***** TEXT SEGMENT
Fair's political booths: Ah, there's the rub

Fair's political booths: Ah, there's the rub


WASHINGTON TOWNSHIP | This is the seventh of the Porter County Fair's "11 Best Days of Summer," and do you know where your cholesterol count is?

After it appeared I might not be able to get a Swiss fried cheese in rye on the first day at the fair (speaking of cholesterol), I was still suffering psychically the next day. So, I stopped at one of the massage therapy booths hoping for a demonstration rub that would relieve my inner angst.

The young ladies said they were only too happy to help me. How long did I want to go? This sounded great because the pain in my aching angst went pretty deep, so I was ready to be massaged until the cows came home, and they had my permission to stay out past curfew.

The ladies said it would be $1 a minute. Whoa! I think I just heard the cows enter the barn. I sometimes forget most of the booths are for making money, not giving away freebies. The best place for freebies is probably the religious or the political booths, and it's often hard to tell the difference.

I usually cruise by the Republican and Democratic booths with a casual glance to see which officeholders/candidates drew the short straw and have to greet the rabble. Writing about them seemed to have a little of that "coals to Newcastle" aura. Most of them appear in the paper regularly, in meeting coverage, commenting on issues or the police blotter.

For those who say the two parties are alike, I have two words for you: You're right. Maybe that's 2 1/2 words. Whatever, both had pretty much the same handouts of state maps and other material, both were signing up poll workers and registering voters, both had fliers from a handful of fall candidates and both had candy dishes.
**********
***** PROVIDED DATA
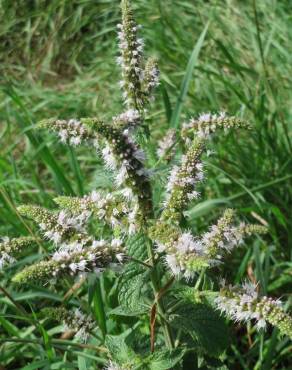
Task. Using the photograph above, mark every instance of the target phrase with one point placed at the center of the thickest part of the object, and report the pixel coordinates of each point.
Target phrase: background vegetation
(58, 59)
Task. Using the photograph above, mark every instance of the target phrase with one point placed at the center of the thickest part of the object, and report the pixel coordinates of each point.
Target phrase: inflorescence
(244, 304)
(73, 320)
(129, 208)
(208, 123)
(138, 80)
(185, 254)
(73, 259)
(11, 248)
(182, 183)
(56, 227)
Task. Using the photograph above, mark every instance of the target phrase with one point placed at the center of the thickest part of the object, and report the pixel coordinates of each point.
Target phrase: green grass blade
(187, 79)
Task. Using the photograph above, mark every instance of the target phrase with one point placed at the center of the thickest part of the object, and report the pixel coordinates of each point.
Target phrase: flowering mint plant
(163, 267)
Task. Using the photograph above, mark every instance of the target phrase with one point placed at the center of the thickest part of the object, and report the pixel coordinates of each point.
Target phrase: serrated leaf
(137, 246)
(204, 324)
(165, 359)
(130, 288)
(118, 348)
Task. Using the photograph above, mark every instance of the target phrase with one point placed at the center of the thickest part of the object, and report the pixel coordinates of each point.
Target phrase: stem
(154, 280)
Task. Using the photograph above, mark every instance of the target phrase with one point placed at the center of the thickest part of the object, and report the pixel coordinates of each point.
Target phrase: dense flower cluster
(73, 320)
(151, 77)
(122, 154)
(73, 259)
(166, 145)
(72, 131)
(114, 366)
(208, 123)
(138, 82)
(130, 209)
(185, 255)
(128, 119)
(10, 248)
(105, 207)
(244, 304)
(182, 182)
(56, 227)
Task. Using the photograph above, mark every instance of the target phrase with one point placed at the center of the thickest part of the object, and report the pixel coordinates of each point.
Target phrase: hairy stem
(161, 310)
**********
**THE PROBLEM:** Proceed with the column about the Porter County Fair's political booths, starting right after its last sentence about the candy dishes.

**ANSWER FOR THIS EXERCISE:**
Sounds like both were being pretty fiscally conservative so far. The biggest difference was the Democrats had a guy trying to sign up people for a Democratic Club at Ivy Tech. He wasn't having much luck during the first couple of days, possibly because everyone who was eligible was home studying for a test of something.

County Councilwoman Sylvia Graham, a Democrat, said lots of people were signing up to be poll workers. She thought it might be because of the economy. We don't need more factories to create jobs and pull us out of the recession. We just need to hold more elections.

I picked up a flier at Richard Mourdock's booth. He's running against U.S. Sen. Dick Lugar, who's been in office since the Cleveland administration. The entire flier touted Mourdock as the bigger gun rights candidate despite the fact he's running against a guy whose name sounds like the name of a gun.

I think I just got another pain in my psyche.